──────── GIVEN DATA

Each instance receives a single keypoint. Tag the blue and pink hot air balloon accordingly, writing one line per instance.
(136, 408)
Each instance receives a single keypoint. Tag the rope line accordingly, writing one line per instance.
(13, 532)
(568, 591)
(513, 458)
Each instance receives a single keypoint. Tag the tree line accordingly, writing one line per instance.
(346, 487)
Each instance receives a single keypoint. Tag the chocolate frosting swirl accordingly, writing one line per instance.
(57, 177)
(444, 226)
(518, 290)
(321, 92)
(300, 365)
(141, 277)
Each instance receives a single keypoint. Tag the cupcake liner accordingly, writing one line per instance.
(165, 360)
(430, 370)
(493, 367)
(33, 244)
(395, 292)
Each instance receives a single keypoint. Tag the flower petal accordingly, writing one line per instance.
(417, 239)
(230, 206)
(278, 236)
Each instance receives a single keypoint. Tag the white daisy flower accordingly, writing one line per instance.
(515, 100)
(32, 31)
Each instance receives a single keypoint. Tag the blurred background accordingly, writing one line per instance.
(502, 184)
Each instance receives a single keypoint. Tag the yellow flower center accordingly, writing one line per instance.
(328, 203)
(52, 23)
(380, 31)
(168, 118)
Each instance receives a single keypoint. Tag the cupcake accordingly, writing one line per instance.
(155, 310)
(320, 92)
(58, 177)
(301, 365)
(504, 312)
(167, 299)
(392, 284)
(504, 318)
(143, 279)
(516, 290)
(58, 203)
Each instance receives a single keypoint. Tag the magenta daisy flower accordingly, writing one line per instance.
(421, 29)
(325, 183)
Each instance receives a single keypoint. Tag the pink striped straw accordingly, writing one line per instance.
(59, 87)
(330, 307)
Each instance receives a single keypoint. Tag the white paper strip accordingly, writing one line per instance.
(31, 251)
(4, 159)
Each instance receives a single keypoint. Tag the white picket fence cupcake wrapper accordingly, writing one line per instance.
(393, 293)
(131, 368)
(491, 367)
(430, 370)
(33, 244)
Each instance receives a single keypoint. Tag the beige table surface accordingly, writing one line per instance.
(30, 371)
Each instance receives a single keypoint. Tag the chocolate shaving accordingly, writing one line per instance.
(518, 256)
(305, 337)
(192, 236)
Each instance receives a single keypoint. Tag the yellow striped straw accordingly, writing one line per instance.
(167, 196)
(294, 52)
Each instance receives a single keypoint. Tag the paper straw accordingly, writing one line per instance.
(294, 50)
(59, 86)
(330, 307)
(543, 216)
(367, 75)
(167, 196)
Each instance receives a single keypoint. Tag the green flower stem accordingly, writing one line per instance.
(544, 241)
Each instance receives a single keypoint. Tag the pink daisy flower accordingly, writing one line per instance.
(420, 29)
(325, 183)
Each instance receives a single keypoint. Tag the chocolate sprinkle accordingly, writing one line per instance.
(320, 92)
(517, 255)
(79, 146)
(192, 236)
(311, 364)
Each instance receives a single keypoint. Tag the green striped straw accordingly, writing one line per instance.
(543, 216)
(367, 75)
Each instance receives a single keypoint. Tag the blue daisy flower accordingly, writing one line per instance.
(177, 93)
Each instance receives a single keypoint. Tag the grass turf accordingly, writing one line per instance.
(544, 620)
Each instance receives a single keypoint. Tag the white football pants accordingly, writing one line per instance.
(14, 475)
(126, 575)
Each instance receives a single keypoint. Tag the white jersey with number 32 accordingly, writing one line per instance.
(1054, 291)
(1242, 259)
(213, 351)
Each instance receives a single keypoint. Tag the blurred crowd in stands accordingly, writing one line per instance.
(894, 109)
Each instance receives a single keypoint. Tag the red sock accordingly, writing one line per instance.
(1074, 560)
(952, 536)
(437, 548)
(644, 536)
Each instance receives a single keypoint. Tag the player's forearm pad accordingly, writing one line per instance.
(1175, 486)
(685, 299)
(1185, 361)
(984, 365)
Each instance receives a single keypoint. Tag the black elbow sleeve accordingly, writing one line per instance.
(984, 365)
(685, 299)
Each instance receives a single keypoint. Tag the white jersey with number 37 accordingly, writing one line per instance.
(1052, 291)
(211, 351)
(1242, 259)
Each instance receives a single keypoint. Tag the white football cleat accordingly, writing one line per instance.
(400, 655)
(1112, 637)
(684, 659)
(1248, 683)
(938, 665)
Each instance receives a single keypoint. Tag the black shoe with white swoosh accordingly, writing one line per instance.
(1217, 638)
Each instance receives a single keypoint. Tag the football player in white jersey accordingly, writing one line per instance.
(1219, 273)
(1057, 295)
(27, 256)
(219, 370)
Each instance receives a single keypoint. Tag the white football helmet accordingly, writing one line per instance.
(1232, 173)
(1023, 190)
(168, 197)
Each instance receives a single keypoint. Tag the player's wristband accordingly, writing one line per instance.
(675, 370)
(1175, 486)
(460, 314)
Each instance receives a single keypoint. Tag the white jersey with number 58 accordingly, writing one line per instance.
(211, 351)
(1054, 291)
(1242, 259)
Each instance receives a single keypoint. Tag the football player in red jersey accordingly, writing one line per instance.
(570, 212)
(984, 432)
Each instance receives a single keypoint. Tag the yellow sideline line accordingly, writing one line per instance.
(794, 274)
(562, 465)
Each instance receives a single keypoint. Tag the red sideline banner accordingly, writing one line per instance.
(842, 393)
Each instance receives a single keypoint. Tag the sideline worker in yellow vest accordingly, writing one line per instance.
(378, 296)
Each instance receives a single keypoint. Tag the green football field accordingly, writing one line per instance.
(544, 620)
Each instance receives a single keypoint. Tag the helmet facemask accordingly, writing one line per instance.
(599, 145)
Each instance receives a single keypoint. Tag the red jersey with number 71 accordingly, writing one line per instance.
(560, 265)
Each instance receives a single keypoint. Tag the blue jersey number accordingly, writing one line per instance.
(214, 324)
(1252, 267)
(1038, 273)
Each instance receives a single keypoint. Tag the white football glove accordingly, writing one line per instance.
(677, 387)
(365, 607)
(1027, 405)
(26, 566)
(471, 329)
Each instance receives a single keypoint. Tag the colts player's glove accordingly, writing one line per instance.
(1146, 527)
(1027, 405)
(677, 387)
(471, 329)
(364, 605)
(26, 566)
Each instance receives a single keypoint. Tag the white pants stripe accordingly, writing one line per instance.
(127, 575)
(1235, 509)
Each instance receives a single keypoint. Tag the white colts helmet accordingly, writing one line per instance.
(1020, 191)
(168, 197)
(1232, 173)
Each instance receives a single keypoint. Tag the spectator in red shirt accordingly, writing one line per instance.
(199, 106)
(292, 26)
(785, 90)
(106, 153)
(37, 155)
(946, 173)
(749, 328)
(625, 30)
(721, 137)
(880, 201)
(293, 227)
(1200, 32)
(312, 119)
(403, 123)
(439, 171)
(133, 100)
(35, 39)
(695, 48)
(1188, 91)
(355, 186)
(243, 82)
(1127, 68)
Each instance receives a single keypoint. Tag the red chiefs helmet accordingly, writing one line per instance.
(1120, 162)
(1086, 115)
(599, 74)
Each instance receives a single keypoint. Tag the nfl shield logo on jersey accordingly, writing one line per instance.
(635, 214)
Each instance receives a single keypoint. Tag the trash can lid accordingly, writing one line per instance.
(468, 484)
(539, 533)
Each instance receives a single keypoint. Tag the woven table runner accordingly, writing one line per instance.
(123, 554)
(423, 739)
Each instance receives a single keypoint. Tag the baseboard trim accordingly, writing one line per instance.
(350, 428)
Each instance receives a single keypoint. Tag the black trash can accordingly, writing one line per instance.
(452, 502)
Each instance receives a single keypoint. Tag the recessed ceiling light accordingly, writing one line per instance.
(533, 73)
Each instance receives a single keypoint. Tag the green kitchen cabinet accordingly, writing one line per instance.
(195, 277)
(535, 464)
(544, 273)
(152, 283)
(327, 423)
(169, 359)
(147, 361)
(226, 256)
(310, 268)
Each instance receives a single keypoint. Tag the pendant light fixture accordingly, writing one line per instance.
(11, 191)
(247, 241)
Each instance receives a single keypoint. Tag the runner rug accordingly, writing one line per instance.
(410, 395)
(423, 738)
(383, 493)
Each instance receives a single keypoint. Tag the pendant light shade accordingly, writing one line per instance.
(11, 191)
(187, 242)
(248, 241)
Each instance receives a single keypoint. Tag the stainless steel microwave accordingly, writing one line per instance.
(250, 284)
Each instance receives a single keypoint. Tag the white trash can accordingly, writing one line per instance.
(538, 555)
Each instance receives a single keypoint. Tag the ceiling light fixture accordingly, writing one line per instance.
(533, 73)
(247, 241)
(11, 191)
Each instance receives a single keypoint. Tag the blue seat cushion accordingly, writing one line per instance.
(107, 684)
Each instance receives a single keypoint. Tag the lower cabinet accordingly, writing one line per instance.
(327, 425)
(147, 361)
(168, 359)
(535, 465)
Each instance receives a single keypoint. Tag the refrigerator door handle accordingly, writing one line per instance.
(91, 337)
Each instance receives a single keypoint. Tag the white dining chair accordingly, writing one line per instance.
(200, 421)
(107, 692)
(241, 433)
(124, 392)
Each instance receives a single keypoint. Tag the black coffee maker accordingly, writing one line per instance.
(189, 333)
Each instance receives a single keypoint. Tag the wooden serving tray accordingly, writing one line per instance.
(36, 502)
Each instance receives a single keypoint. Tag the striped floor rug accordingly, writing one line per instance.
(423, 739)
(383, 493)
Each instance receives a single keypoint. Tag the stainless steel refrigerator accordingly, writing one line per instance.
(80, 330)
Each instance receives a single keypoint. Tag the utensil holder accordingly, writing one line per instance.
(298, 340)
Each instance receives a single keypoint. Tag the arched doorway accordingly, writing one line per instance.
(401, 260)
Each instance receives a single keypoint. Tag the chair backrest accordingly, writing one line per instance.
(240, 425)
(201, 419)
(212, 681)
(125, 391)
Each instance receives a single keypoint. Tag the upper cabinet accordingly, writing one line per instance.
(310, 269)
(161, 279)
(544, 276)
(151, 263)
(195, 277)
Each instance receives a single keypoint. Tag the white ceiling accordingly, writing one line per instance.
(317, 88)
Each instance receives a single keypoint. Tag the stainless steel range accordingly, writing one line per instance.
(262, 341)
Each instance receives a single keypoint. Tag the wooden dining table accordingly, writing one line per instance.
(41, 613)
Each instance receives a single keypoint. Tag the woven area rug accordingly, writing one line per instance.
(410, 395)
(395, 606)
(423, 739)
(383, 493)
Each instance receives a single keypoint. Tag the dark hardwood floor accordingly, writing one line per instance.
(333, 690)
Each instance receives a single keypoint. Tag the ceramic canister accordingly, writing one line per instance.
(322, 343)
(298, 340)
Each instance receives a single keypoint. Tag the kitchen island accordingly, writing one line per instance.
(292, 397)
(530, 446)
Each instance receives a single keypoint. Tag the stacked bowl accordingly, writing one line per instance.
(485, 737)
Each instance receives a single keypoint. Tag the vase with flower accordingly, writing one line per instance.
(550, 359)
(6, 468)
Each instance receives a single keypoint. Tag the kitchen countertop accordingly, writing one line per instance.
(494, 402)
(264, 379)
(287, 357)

────────────────

• **DESCRIPTION OF THE TASK**
Output exactly the lines from the one containing "Each instance receives a single keypoint. Tag the ceramic" through the last line of the entries, both ends included.

• **RESULT OF THE EXERCISE**
Each instance receives a single keypoint. Tag the ceramic canister accordingly, writing one line per instance.
(322, 343)
(298, 340)
Each instance receives a single keypoint. Tag the kitchen island accordingly, writing one line per instance.
(292, 397)
(530, 446)
Each instance receives a single keypoint. Tag the stacked bowl accordingly, writing one line per instance.
(485, 737)
Each instance receives a single keypoint. Tag the vase with flower accordingly, writing one line per instance.
(550, 359)
(6, 468)
Each instance receives a single keypoint. Tag the kitchen countertop accordingly, writing one line per instance.
(494, 402)
(264, 379)
(287, 357)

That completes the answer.